» **Requirement**
Could you repeat the following lines exactly, leaving out the pictures?

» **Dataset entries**
::::

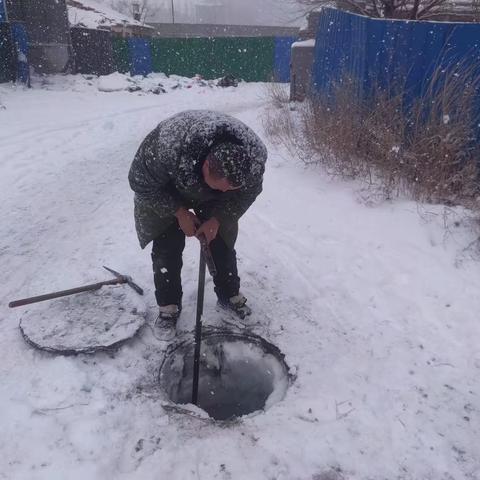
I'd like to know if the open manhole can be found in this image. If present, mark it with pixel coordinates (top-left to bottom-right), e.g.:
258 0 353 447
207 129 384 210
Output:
160 331 290 420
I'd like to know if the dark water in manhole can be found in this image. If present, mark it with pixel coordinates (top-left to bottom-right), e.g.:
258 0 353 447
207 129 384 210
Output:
160 334 289 420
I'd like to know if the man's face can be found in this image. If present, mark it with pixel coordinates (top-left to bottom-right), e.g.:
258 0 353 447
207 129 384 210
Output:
202 159 241 192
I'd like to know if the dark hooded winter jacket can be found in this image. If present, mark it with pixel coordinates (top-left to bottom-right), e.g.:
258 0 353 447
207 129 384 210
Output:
128 110 267 248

::::

» **Solution for this task**
I'd like to know if the open manhole can be found in this image. If present, mark it with pixel coordinates (top-left to bottom-right), e.g.:
258 0 353 447
207 129 384 210
Output:
160 331 290 420
I'd like to know if the dark water in manhole can be found in this image. If present, mark it with pixel coordinates (top-left to bottom-right), e.g.:
258 0 353 447
207 129 384 210
Output:
160 334 289 420
I'd like to know if the man's face can be found in this image. If present, mark it with pixel coordinates (top-left to bottom-right), e.g.:
258 0 353 447
207 129 384 210
Output:
202 159 241 192
I'd like to know if the dark hooded winter jacket can be found in this image. If present, mark it with pixel coordinates (top-left to bottom-right), e.g.:
258 0 353 447
207 129 384 210
Output:
128 110 267 248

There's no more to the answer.